# SELECTED EXTRACT
In the decolonization imaginary, sovereignty looks like a gesture, that of a flag being raised, a proclaimed anthem or a signed decree. In the real life of rentier states, however, it more often resembles a binder full of concessions, appendices, tax schedules, “conventional” prices, penalty clauses, litigations and exequaturs. Algeria learned it early, often at its own expense, sometimes to the benefit of those it just kicked out. France, for its part, had learned before many others that you can lose an empire and preserve an influence by transforming the latter into a judicial architecture.
The pages told by Sonatrach, histoire secrète des arbitrages, recently published by Éditions El Bayt, not only describe a bilateral relation, they recount a method shift. In the 1960s and 70s, Algeria was building a strategist state that nationalizes, plans, oversees and wins trials. In the 2010s, the same country appeared to sometimes behave as a hesitant state, conceding, renouncing, reinstating and paying to shut down cases, as if sovereignty had become a negotiable option, or a political adjustment lever. Between the two moments, France was not always the dominant player, but has remained the constant actor, the one that knows how to play on timespan, law, and above all on the institutional failures of others.
The “compatible” sovereignty
It all begins with a text that appears reassuring, namely, the Franco-Algerian agreement of July 29, 1965. Its actual purpose is far more specific: to secure the Algerian Sahara at a time when Paris feared that independence would lead to a total economic break.
At the heart of the agreement lies a simple and almost cynical idea: continuity. The Saharan concessions dating from before 1965 – including fifty-year terms, the 1958 Saharan Petroleum Code, and the stipulations of the Evian Accords – are renewed. Algeria becomes sovereign in rhetoric, yet exploitation continues in law. The post-colonial world begins with a renewal clause.

# STORED ROWS
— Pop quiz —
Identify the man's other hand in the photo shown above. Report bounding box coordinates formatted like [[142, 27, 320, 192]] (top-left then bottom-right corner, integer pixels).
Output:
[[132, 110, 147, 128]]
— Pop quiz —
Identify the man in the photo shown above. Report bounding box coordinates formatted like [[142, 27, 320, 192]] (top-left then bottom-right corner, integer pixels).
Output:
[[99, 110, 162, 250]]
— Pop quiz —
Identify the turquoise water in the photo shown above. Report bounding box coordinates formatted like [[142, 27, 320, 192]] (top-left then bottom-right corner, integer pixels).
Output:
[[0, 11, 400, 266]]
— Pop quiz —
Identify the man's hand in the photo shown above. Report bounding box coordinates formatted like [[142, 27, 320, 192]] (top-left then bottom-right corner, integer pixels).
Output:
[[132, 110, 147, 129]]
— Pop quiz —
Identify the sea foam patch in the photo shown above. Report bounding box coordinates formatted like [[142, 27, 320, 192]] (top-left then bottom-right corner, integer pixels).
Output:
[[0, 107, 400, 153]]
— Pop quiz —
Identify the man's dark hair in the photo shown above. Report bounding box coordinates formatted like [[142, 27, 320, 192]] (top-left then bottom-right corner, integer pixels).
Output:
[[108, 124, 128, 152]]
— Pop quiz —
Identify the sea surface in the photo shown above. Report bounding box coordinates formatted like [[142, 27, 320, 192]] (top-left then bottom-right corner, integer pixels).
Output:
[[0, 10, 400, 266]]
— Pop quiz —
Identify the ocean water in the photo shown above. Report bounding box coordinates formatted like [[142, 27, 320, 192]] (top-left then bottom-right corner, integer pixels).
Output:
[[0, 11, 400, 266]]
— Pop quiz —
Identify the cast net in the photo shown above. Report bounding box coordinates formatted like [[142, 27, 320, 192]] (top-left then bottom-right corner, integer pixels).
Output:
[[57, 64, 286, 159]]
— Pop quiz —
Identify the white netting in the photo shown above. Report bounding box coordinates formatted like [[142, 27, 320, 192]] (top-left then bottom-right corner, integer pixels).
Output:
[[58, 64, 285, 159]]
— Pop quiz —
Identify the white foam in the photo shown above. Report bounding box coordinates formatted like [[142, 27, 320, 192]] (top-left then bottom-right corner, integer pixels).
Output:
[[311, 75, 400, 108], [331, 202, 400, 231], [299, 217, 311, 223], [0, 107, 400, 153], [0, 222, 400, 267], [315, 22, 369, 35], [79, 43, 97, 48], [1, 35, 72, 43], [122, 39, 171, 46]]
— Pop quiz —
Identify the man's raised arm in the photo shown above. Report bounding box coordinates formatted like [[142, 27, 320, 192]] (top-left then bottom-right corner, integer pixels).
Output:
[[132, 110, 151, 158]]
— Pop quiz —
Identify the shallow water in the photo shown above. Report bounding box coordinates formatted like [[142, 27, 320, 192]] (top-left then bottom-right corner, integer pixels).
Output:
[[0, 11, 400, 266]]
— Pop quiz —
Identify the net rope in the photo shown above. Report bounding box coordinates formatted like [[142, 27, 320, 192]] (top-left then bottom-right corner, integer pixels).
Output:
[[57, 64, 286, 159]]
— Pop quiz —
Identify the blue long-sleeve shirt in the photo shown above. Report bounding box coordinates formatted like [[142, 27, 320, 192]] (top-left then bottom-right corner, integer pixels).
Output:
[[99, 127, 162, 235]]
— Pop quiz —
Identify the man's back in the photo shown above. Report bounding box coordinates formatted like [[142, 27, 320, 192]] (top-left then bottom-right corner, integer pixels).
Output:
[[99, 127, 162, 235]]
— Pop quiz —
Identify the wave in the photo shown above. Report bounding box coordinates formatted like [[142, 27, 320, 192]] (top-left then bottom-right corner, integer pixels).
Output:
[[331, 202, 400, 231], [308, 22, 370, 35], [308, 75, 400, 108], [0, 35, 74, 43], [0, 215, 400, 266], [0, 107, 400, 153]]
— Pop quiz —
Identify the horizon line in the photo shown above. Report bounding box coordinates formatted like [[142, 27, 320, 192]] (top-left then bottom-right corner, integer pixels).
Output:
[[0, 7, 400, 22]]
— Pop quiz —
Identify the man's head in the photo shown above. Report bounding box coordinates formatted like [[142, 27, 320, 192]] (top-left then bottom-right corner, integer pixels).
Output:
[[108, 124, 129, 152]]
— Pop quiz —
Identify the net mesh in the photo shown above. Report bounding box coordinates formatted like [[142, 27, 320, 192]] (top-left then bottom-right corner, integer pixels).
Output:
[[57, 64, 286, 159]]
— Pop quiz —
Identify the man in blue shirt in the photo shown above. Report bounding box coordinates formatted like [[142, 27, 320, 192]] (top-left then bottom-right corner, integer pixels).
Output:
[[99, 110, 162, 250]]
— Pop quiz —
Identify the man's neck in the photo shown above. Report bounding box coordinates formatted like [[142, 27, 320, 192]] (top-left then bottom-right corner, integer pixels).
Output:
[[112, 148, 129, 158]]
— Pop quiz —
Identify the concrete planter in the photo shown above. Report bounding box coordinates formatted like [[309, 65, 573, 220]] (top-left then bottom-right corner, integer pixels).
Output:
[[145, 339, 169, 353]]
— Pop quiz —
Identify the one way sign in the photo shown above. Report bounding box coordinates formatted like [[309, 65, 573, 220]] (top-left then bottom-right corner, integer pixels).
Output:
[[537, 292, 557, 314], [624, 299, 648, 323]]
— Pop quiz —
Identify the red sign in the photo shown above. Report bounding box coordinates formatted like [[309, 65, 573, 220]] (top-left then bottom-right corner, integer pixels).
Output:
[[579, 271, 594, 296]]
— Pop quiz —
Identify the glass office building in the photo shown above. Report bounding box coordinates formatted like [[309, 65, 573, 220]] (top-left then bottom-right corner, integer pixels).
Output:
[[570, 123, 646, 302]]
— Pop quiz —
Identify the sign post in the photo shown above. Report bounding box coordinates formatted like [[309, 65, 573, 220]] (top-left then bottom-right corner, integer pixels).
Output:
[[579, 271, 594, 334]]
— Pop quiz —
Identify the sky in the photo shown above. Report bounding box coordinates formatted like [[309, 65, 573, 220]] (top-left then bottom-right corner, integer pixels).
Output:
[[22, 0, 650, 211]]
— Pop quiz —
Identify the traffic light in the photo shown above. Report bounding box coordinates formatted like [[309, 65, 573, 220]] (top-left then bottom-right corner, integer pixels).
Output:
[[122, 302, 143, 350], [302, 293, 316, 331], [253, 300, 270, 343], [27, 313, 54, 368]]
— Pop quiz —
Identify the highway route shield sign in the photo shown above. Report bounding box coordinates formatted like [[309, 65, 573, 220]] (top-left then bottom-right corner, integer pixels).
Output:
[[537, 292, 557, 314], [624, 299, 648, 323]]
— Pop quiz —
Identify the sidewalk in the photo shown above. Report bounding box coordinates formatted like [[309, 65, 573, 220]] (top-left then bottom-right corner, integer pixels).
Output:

# EXERCISE 1
In the text on the Sonatrach arbitrations, on what date was the Franco-Algerian agreement signed?
# EXERCISE 2
Name every item that the text on the Sonatrach arbitrations says fills the binder that sovereignty resembles in rentier states.
# EXERCISE 3
Pick up the text on the Sonatrach arbitrations after its final sentence and keep writing.
The records come from a different source than the text on the Sonatrach arbitrations.

# EXPECTED ANSWER 1
July 29, 1965.

# EXPECTED ANSWER 2
Concessions, appendices, tax schedules, "conventional" prices, penalty clauses, litigations, and exequaturs.

# EXPECTED ANSWER 3
To avoid the appearance of a guardianship, the agreement offers Algiers a heavier tax burden through the elimination of inherited advantages and a progressive increase to a 55% tax on profits, a significant rise in the charge per ton. At first glance, the Algerian State has won. Upon second reading, the essential point becomes clear: the tax base relies on a conventional price, meaning a stabilized ‘petro-franc.’ Taxation thus becomes a tool for pacification, as it corrects without overturning and redistributes without destabilizing. In other words, it transforms sovereignty into budgetary discipline rather than a political weapon.
Cooperation, too, is strictly framed. There is an upstream joint partnership and a dense regulatory framework, yet the downstream remains out of scope. Refining and distribution continue to be French spheres of influence. In extractive industries, economic rent stems only marginally from drilling; it results primarily from market access, the control of flows, and the ability to convert a barrel into economic power. The 1965 agreement shares the upstream but retains the downstream.
The case of gas illustrates the sophistication of this system. Algeria obtains formal recognition of its sovereignty, but this sovereignty is exercised within a golden cage: an obligation to sell to the State at a price covering costs, taxes, and return on capital, the renewal of existing contracts, joint-venture structures, and bilateral purchase commitments. Gas becomes less of a resource and more of a diplomatic bond. While Algeria exercises control over its subsoil, it remains dependent on the customer, whereas France accepts the principle of sovereignty provided it retains operational control.
In this landscape, French ‘aid’ plays an even more effective role because it presents itself as neutral: loans, credits, Coface [export insurance], and technical assistance. But aid is not a gift; it is a lever for co-decision. By financing, one steers. Consequently, the fledgling economy equips itself according to standards compatible with the interests of the financier. Sovereignty is recognized, provided there is stability.
Zarzaïtine shows that sovereignty begins with a pressure gauge
If the 1965 agreement is the art of the locking-in, Zarzaïtine is the art of the awakening. The conflict is not primarily ideological. It stems from a trivial phenomenon: a mismanaged reservoir that is deteriorating, leaving the oil trapped in the subsoil. In the Algeria of the early 1960s, sovereignty is not measured by speeches, but by reservoir pressure, decline curves, and water and gas injection.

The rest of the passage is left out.